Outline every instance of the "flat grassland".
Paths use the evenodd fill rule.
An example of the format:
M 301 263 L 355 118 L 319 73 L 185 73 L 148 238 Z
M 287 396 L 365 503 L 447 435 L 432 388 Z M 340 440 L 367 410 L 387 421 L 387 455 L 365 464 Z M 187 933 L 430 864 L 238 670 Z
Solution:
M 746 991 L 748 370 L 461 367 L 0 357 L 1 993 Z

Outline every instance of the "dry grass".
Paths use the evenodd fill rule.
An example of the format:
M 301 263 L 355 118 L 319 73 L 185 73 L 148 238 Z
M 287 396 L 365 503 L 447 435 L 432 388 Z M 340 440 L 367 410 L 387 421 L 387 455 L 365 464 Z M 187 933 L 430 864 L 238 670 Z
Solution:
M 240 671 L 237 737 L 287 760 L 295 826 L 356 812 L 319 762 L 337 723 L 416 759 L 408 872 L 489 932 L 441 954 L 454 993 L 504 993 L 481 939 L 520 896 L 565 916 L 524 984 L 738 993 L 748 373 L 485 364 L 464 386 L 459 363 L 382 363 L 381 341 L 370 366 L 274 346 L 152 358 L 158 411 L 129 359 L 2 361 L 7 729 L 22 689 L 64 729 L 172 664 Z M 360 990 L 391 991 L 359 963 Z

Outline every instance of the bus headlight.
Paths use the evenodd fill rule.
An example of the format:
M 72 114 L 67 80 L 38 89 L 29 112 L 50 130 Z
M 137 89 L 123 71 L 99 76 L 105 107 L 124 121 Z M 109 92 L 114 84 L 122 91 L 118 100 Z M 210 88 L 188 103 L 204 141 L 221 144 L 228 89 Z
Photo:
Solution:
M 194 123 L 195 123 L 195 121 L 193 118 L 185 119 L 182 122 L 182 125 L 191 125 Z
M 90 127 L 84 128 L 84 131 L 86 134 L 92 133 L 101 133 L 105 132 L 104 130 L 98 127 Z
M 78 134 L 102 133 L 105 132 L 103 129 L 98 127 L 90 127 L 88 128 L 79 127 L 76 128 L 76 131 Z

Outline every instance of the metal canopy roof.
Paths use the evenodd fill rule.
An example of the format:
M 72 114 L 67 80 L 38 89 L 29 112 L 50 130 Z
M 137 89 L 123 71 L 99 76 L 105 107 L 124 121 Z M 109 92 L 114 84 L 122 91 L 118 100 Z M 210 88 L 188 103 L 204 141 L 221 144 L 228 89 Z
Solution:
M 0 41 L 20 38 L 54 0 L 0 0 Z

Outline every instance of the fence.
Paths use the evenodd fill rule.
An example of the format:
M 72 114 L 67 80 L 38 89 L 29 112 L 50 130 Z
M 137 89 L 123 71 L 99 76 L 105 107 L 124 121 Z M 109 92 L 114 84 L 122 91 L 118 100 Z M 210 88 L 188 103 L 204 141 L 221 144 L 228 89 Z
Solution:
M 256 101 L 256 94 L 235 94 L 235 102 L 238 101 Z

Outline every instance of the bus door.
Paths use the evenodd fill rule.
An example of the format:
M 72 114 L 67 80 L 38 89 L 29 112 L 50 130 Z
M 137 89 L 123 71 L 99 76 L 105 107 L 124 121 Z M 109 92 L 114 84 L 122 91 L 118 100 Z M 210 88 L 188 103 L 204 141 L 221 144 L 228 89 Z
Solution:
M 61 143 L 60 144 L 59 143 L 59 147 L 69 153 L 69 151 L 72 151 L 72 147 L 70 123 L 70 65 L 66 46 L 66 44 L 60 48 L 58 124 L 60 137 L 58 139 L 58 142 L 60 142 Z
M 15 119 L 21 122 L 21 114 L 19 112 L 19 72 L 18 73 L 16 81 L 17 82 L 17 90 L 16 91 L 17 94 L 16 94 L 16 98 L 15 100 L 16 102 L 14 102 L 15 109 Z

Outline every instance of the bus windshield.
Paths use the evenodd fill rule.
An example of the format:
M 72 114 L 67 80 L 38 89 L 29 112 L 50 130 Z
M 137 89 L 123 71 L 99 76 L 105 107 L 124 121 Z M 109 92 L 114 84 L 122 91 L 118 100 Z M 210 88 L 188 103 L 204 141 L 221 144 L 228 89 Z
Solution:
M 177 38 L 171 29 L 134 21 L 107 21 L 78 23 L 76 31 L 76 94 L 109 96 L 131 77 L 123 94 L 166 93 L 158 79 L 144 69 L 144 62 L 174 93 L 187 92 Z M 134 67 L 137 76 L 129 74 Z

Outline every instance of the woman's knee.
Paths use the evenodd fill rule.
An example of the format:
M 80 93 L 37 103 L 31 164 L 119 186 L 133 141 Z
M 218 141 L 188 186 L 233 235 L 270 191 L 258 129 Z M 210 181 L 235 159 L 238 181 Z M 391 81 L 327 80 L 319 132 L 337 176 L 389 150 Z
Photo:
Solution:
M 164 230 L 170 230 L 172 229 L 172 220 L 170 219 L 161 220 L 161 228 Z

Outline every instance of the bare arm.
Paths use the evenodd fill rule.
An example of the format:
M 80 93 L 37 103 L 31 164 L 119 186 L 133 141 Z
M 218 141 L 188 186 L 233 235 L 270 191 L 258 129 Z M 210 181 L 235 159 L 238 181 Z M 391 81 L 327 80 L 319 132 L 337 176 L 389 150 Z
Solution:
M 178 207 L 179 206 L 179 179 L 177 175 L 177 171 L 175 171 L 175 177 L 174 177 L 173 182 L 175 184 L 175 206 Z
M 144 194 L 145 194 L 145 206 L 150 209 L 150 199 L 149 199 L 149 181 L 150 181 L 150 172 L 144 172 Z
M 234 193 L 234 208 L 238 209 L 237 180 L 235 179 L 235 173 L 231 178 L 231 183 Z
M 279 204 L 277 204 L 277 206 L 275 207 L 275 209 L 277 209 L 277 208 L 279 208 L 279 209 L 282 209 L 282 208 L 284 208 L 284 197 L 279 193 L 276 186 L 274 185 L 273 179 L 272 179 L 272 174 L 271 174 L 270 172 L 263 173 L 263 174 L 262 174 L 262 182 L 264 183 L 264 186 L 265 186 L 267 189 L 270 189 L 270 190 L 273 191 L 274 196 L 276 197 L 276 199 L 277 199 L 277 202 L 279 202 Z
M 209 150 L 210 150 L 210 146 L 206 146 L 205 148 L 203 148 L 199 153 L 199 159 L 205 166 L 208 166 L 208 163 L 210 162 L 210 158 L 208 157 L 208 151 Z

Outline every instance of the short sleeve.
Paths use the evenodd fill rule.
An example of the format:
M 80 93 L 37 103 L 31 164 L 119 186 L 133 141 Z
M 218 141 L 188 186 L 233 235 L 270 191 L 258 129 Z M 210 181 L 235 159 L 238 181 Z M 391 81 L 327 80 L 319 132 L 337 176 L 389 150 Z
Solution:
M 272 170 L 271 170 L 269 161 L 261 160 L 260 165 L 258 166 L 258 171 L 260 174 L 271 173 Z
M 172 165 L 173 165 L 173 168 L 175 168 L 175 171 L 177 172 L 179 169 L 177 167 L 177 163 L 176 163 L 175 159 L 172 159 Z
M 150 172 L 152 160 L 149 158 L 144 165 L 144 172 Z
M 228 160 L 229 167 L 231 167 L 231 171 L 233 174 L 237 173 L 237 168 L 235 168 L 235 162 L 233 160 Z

────────────────────────────────────────

Your goal —
Rewrite every one of the entries above, switching "evenodd" to "nonzero" wherever it appears and leaving everything else unchanged.

Answer for this exercise —
Outline every instance of the "flat grassland".
Paths use the nonzero fill rule.
An example of the format:
M 301 263 L 355 118 L 319 73 L 185 73 L 148 238 Z
M 287 396 L 365 503 L 447 435 L 432 388 Z M 340 440 L 367 410 L 387 421 L 387 455 L 365 464 Z M 187 933 L 430 864 L 238 670 Z
Solution:
M 746 991 L 748 370 L 461 367 L 0 357 L 1 993 Z

Outline every instance of the "dry grass".
Paths use the nonzero fill rule.
An example of the format:
M 301 263 L 355 118 L 319 73 L 185 73 L 148 238 Z
M 287 396 L 365 503 L 447 435 L 432 388 Z M 340 440 L 367 410 L 387 421 L 387 455 L 365 464 Z M 187 933 L 430 864 L 238 670 Z
Solution:
M 240 671 L 237 737 L 287 760 L 295 826 L 356 812 L 319 762 L 337 723 L 416 759 L 408 872 L 489 932 L 441 954 L 454 993 L 504 993 L 481 939 L 520 896 L 565 916 L 524 984 L 738 993 L 748 373 L 485 364 L 464 386 L 459 363 L 382 363 L 381 341 L 370 366 L 274 346 L 152 358 L 158 411 L 129 359 L 2 361 L 7 729 L 22 689 L 64 729 L 172 664 Z M 360 990 L 391 991 L 359 963 Z

Outline every instance of the bus headlight.
Paths use the nonzero fill rule.
An example of the format:
M 72 114 L 67 80 L 38 89 L 29 112 L 50 130 Z
M 137 89 L 123 71 L 99 76 L 105 107 L 124 121 Z M 109 92 L 114 84 L 122 91 L 118 100 Z M 210 88 L 188 103 L 204 141 L 221 144 L 228 89 Z
Photo:
Solution:
M 194 123 L 195 123 L 195 121 L 193 118 L 185 119 L 182 122 L 182 125 L 191 125 Z
M 90 127 L 84 128 L 84 131 L 86 134 L 92 133 L 101 133 L 105 132 L 104 130 L 98 127 Z
M 78 134 L 102 133 L 105 132 L 103 129 L 98 127 L 90 127 L 88 128 L 79 127 L 76 128 L 76 131 Z

Outline every instance of the metal canopy roof.
Paths use the nonzero fill rule.
An example of the format:
M 72 114 L 67 80 L 38 89 L 29 112 L 50 130 Z
M 137 89 L 123 71 L 99 76 L 105 107 L 124 121 Z M 109 92 L 114 84 L 122 91 L 118 100 Z M 210 88 L 188 103 L 204 141 L 221 144 L 228 89 Z
Solution:
M 0 41 L 20 38 L 54 0 L 0 0 Z

Outline every instance of the fence.
Paths use the nonzero fill rule.
An example of the format:
M 72 114 L 67 80 L 38 89 L 29 112 L 50 130 Z
M 137 89 L 123 71 L 99 76 L 105 107 L 124 121 Z M 109 92 L 114 84 L 122 91 L 118 100 Z M 210 88 L 188 103 L 204 141 L 221 144 L 228 89 Z
Solution:
M 256 101 L 256 94 L 235 94 L 235 102 L 238 101 Z

Outline every instance of the bus door.
Paths use the nonzero fill rule.
An example of the format:
M 72 114 L 67 80 L 38 89 L 29 112 L 50 130 Z
M 137 89 L 123 71 L 99 76 L 105 107 L 124 121 Z M 109 92 L 114 84 L 122 91 L 118 100 Z M 210 88 L 188 103 L 204 141 L 221 144 L 228 89 Z
Solution:
M 61 143 L 60 144 L 59 143 L 59 147 L 69 153 L 69 151 L 72 151 L 72 147 L 70 123 L 70 65 L 66 46 L 66 44 L 60 48 L 58 124 L 60 137 L 58 139 L 58 142 L 60 142 Z
M 15 119 L 21 122 L 21 114 L 19 112 L 19 72 L 18 73 L 16 81 L 17 82 L 17 90 L 16 91 L 17 94 L 16 94 L 16 98 L 15 100 L 16 102 L 14 102 L 15 109 Z

Outline every instance of the bus windshield.
Paths use the nonzero fill rule.
An example of the format:
M 72 114 L 67 80 L 38 89 L 29 112 L 50 130 Z
M 137 89 L 123 71 L 99 76 L 105 107 L 124 121 Z M 109 92 L 114 84 L 122 91 L 118 100 Z M 210 88 L 188 103 L 204 141 L 221 144 L 228 89 Z
Solution:
M 177 38 L 171 29 L 134 21 L 107 21 L 78 23 L 76 31 L 76 94 L 109 96 L 131 77 L 123 94 L 166 93 L 158 79 L 144 69 L 144 62 L 174 93 L 187 92 Z M 134 67 L 137 76 L 129 74 Z

Outline every instance of the woman's knee.
Paths use the nonzero fill rule.
An example of the format:
M 80 93 L 37 103 L 31 164 L 119 186 L 133 141 Z
M 218 141 L 188 186 L 233 235 L 270 191 L 258 129 Z M 210 181 L 235 159 L 238 181 Z M 391 81 L 327 80 L 319 132 L 337 176 L 389 150 Z
Photo:
Solution:
M 164 230 L 170 230 L 172 229 L 172 220 L 170 219 L 161 220 L 161 228 Z

Outline every instance of the bare arm.
Paths use the nonzero fill rule.
An example of the format:
M 80 93 L 37 103 L 31 164 L 119 186 L 133 141 Z
M 218 141 L 188 186 L 233 235 L 270 191 L 258 129 Z M 210 181 L 235 159 L 238 181 Z M 391 81 L 327 80 L 319 132 L 337 176 L 389 150 Z
Solution:
M 178 207 L 179 206 L 179 179 L 177 175 L 177 171 L 175 171 L 175 177 L 174 177 L 173 182 L 175 184 L 175 206 Z
M 144 194 L 145 194 L 145 206 L 150 209 L 150 199 L 149 199 L 149 181 L 150 181 L 150 172 L 144 172 Z
M 234 193 L 234 208 L 238 209 L 237 180 L 235 179 L 235 173 L 231 178 L 231 183 Z
M 279 204 L 277 204 L 277 206 L 275 207 L 275 209 L 277 209 L 277 208 L 279 208 L 279 209 L 282 209 L 282 208 L 284 208 L 284 197 L 279 193 L 276 186 L 274 185 L 273 179 L 272 179 L 272 174 L 271 174 L 270 172 L 263 173 L 263 174 L 262 174 L 262 182 L 264 183 L 264 186 L 265 186 L 267 189 L 270 189 L 270 190 L 273 191 L 274 196 L 276 197 L 276 199 L 277 199 L 277 202 L 279 202 Z
M 209 150 L 210 150 L 210 146 L 206 146 L 205 148 L 203 148 L 199 153 L 199 159 L 205 166 L 208 166 L 208 163 L 210 162 L 210 158 L 208 157 L 208 151 Z

Outline every instance of the short sleeve.
Paths use the nonzero fill rule.
An example of the format:
M 80 93 L 37 103 L 31 164 L 119 186 L 133 141 Z
M 218 141 L 188 186 L 233 235 L 270 191 L 258 129 Z M 210 181 L 235 159 L 238 181 Z M 391 81 L 327 80 L 319 132 L 337 176 L 389 150 Z
Solution:
M 272 170 L 271 170 L 269 161 L 261 160 L 260 165 L 258 166 L 258 171 L 260 174 L 271 173 Z
M 172 165 L 173 165 L 173 168 L 175 168 L 175 171 L 177 172 L 179 169 L 177 167 L 177 163 L 176 163 L 175 159 L 172 159 Z
M 150 172 L 152 160 L 149 158 L 144 165 L 144 172 Z
M 228 160 L 229 167 L 231 167 L 231 171 L 233 174 L 237 173 L 237 168 L 235 168 L 235 162 L 233 160 Z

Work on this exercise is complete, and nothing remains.